**GIVEN TASK**
Transcribe the passage of the Riak performance thread between "On Feb 23, 2010, at 10:15" and "execute in parallel.", inclusive.

─── PAGE ───

Re: Simple performance question

Preston Marshall
So would his query be fast if it didn't do a reduce?  Based on my just playing around on my laptop, it seems kindof slow.
On Feb 23, 2010, at 10:15 AM, Kevin Smith wrote:

> Another issue in 0.8 is reduce phases are bottlenecks since they are executed in a serially.  You can work around this, to a certain degree, by moving more work into the map phases which execute in parallel.
>
> For example, you could modify your map phase to return [val.scheduled] directly instead of doing it inside of a loop in the reduce phase. If your data is sortable your could then replace your for loop with:
>
> var sortedValues = values.sort();
> return [sortedValues[0]];
>
>
> --Kevin
>
> P.S. Reduce phases will be parallelized in certain use cases starting in the next release.
>
> On Feb 23, 2010, at 11:04 AM, Victor 'Zverok' Shepelev wrote:
>
>> Thanks Kevin,
>>
>> But this seem not help (still ~54sec of real time).
>>
>> V.
>>
>> 2010/2/23 Kevin Smith <[hidden email]>:
>>> Victor -
>>>
>>> You're running into the slow performance of anonymous Javascript functions in the current release of Riak. For now, anonymous functions should only be used for prototyping and development on smallish amounts of data. You make your job run faster by converting the anonymous function to a named one. The conversion process is pretty painless:
>>>
>>> 1. Create a named function for your reduce phase and store it in a file ending in ".js". For example:
>>>
>>> function my_reduce (values, a) {
>>> minKey = 'ZZZZ'; minTask = null;
>>> for(i = 0; i < values.length; ++i) {
>>>   val = values[i]
>>>   if(val.scheduled < minKey){
>>>     minKey = val.scheduled;
>>>     minTask = val;
>>>   }
>>> }
>>> return [minTask];
>>> }
>>>
>>> 2. Uncomment the js_source_dir configuration entry and point it at a directory where you saved the file from step #1.

─── SUPPLIED DATA ───

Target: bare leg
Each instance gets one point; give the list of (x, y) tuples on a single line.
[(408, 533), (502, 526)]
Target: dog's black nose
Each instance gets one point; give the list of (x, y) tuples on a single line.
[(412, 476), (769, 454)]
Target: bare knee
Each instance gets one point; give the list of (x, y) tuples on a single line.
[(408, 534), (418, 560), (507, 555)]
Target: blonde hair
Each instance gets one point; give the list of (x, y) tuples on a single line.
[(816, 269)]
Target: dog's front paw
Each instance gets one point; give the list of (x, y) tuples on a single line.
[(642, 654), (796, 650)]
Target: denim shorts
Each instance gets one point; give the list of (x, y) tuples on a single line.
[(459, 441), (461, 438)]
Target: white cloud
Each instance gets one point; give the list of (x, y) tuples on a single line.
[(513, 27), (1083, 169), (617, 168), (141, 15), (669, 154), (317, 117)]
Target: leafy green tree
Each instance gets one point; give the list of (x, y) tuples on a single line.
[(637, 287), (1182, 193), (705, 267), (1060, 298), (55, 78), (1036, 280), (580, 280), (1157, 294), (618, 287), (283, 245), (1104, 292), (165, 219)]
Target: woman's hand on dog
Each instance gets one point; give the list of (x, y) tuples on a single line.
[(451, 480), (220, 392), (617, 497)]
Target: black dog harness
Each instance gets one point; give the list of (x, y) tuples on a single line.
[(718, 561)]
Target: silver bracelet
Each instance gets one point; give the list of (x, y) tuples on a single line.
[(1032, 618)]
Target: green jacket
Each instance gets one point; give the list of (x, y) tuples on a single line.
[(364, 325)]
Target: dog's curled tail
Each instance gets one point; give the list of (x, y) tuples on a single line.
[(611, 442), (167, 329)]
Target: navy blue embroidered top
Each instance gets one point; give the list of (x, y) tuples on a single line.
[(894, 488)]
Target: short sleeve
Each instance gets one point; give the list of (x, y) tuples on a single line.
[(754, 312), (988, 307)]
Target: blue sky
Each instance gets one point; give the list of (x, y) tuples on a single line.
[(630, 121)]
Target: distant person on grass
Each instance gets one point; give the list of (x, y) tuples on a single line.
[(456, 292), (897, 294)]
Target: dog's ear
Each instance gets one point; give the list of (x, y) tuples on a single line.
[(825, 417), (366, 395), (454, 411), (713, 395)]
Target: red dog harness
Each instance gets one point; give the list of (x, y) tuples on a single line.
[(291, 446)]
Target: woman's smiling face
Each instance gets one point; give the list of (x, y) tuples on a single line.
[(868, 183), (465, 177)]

───

**THE SOLUTION**
On Feb 23, 2010, at 10:15 AM, Kevin Smith wrote:

> Another issue in 0.8 is reduce phases are bottlenecks since they are executed in a serially.  You can work around this, to a certain degree, by moving more work into the map phases which execute in parallel.